EXERCISE AIM: Copy the material below word for word, from its first line through the line containing "column 41, row 156", including that line.

______

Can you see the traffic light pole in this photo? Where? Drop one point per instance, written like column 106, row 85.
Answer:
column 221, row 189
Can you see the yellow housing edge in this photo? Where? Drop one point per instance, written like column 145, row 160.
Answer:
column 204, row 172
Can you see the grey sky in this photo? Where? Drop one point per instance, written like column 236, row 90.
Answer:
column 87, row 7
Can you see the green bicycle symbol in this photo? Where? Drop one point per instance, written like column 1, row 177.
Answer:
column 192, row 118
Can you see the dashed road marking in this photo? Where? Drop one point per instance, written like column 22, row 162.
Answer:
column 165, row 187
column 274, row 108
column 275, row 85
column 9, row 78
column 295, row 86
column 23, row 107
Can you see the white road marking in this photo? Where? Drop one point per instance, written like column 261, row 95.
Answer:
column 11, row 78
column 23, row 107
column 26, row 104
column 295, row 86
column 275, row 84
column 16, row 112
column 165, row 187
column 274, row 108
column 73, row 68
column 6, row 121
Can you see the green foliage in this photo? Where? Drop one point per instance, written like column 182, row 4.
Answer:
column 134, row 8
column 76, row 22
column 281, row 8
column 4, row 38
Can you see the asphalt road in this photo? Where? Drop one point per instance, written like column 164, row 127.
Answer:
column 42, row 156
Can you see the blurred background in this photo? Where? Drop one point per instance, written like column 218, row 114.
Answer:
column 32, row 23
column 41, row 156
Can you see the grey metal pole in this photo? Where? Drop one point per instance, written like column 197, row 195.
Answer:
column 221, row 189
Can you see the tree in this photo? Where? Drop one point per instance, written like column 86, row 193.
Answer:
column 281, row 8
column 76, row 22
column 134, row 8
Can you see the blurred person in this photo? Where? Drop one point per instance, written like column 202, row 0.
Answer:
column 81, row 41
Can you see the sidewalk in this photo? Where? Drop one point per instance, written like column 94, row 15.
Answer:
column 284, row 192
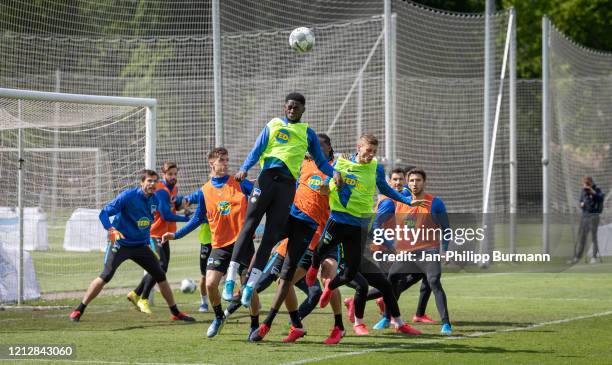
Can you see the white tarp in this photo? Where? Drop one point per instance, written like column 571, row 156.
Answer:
column 84, row 232
column 35, row 227
column 9, row 274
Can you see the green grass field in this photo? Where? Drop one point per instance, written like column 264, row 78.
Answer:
column 497, row 319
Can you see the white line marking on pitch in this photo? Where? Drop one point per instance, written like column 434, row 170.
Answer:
column 471, row 335
column 107, row 362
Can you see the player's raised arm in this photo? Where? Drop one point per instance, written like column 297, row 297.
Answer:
column 111, row 209
column 440, row 217
column 254, row 155
column 165, row 210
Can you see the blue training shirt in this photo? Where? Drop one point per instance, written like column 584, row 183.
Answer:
column 133, row 212
column 199, row 217
column 314, row 148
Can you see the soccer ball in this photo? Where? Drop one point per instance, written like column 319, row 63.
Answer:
column 301, row 39
column 188, row 286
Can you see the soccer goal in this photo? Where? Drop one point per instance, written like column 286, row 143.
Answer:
column 62, row 152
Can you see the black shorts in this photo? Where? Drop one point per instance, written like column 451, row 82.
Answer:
column 270, row 272
column 142, row 255
column 220, row 258
column 204, row 254
column 306, row 260
column 335, row 255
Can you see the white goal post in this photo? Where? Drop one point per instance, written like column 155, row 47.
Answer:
column 10, row 121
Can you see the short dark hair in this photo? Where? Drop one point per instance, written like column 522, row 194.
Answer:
column 417, row 171
column 326, row 138
column 217, row 152
column 397, row 170
column 144, row 173
column 408, row 168
column 370, row 139
column 169, row 165
column 297, row 97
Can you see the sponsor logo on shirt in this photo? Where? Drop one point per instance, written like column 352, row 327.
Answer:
column 351, row 181
column 282, row 136
column 224, row 208
column 143, row 223
column 315, row 182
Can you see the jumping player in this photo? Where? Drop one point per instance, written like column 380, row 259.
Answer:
column 129, row 236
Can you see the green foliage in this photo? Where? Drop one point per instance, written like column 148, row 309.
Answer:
column 587, row 22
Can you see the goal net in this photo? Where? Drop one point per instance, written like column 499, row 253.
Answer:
column 581, row 127
column 77, row 152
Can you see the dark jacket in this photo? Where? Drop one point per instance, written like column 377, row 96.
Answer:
column 592, row 203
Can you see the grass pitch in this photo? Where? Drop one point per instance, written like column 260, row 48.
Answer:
column 497, row 319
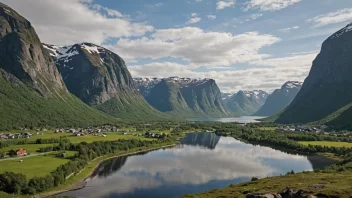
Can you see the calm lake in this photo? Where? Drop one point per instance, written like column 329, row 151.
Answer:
column 241, row 119
column 202, row 162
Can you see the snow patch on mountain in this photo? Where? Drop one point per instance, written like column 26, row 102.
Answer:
column 181, row 81
column 144, row 85
column 344, row 30
column 65, row 53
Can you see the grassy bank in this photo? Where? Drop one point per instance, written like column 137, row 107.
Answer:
column 77, row 181
column 328, row 184
column 33, row 166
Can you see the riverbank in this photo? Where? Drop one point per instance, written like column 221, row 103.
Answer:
column 78, row 181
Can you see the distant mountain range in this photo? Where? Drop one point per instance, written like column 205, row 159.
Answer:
column 245, row 103
column 279, row 99
column 58, row 86
column 183, row 97
column 326, row 95
column 101, row 79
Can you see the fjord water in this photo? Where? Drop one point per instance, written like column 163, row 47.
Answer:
column 203, row 161
column 241, row 119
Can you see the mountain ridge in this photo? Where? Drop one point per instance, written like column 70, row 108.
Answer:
column 245, row 103
column 100, row 78
column 280, row 99
column 327, row 89
column 202, row 96
column 32, row 91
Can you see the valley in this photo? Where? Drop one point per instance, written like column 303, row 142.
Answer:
column 141, row 111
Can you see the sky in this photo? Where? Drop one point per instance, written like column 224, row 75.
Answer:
column 242, row 44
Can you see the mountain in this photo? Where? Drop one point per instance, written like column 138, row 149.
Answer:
column 279, row 99
column 32, row 91
column 225, row 97
column 327, row 92
column 183, row 97
column 101, row 79
column 246, row 103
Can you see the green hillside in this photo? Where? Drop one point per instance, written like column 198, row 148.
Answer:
column 21, row 106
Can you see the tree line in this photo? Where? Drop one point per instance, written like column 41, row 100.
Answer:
column 15, row 183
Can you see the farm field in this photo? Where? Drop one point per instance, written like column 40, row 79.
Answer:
column 33, row 166
column 111, row 136
column 335, row 185
column 30, row 148
column 326, row 143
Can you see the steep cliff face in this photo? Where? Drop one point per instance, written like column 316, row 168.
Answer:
column 279, row 99
column 22, row 55
column 32, row 92
column 101, row 79
column 184, row 97
column 167, row 97
column 246, row 103
column 328, row 88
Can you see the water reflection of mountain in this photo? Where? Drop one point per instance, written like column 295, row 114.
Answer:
column 207, row 140
column 109, row 166
column 319, row 162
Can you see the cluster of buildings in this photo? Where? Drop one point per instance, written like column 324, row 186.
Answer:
column 16, row 136
column 154, row 135
column 304, row 128
column 96, row 131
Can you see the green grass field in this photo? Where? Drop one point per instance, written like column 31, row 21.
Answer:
column 111, row 136
column 32, row 166
column 30, row 148
column 267, row 128
column 326, row 143
column 334, row 185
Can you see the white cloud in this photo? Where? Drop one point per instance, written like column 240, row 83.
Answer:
column 71, row 21
column 253, row 17
column 339, row 16
column 193, row 19
column 274, row 75
column 289, row 29
column 269, row 5
column 155, row 5
column 197, row 47
column 211, row 17
column 110, row 12
column 222, row 4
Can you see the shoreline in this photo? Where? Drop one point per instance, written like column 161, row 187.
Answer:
column 82, row 183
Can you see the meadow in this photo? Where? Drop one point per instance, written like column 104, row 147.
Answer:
column 325, row 184
column 33, row 166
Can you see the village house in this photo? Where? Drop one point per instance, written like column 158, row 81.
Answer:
column 19, row 152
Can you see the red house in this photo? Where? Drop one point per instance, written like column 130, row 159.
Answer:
column 19, row 152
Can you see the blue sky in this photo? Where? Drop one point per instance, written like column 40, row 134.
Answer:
column 242, row 44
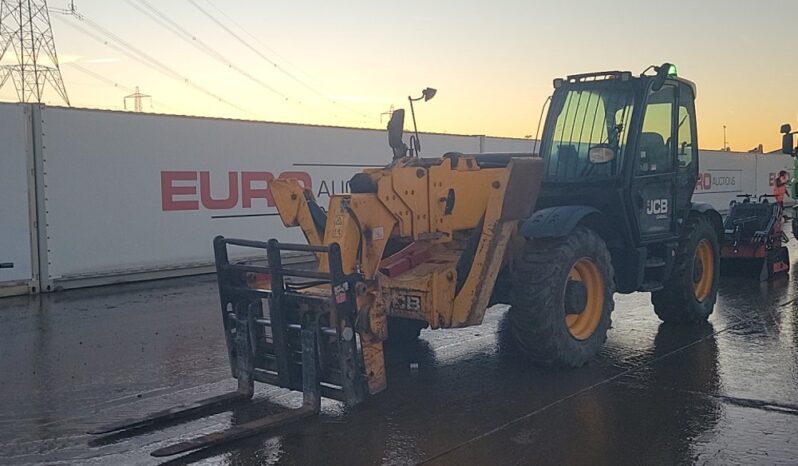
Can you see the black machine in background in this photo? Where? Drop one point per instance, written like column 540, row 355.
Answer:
column 754, row 237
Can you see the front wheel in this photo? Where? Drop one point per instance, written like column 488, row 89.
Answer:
column 562, row 298
column 690, row 292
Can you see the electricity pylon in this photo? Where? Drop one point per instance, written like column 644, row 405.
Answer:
column 25, row 30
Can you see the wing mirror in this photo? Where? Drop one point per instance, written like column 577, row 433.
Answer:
column 787, row 142
column 663, row 71
column 601, row 154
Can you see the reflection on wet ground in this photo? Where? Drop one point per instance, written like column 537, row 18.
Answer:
column 723, row 392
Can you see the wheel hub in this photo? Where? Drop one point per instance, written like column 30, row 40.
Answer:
column 584, row 298
column 703, row 270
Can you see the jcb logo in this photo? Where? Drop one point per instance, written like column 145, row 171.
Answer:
column 657, row 207
column 406, row 302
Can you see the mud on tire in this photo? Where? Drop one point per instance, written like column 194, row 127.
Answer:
column 679, row 301
column 538, row 312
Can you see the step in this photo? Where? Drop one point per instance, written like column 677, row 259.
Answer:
column 651, row 286
column 653, row 262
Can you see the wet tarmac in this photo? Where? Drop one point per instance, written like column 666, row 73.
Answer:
column 725, row 392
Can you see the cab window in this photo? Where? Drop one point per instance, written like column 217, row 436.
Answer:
column 654, row 152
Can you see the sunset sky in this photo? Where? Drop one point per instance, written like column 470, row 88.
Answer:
column 344, row 63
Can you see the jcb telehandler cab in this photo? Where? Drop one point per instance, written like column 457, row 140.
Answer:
column 432, row 242
column 614, row 213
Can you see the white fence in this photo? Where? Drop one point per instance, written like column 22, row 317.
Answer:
column 122, row 196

______

REPLY:
Can you see the traffic light pole in this photo? Where? Drop one point per instance, written like column 106, row 85.
Answer:
column 221, row 189
Can you see the yellow housing edge in this photo? Where? Drop one point per instance, written like column 145, row 160.
Answer:
column 204, row 172
Can you see the grey sky in this photo? Where? Drop one point per instance, written like column 236, row 90.
Answer:
column 87, row 7
Can you see the green bicycle symbol in this photo? Where? Drop one point per instance, written like column 1, row 177.
Answer:
column 192, row 118
Can you see the dashed road marking in this photo? Where? Drop one point per instance, written like column 22, row 162.
Answer:
column 165, row 187
column 274, row 108
column 275, row 85
column 9, row 78
column 295, row 86
column 23, row 107
Can you see the white road marking in this photo? Where? Drop one point per instance, written like column 261, row 95.
Answer:
column 11, row 78
column 23, row 107
column 26, row 104
column 295, row 86
column 275, row 84
column 16, row 112
column 165, row 187
column 274, row 108
column 73, row 68
column 6, row 121
Can you see the green foliage in this photo? Where? Drop one point per instance, written like column 182, row 4.
Answer:
column 134, row 8
column 76, row 22
column 281, row 8
column 4, row 38
Can you see the asphalt road in this photo? Where? Drop one point per instance, written like column 164, row 127.
Answer:
column 42, row 156
Can you see the blurred background in this photo? Where? Drop one point per instance, written like column 218, row 114.
Answer:
column 32, row 23
column 41, row 156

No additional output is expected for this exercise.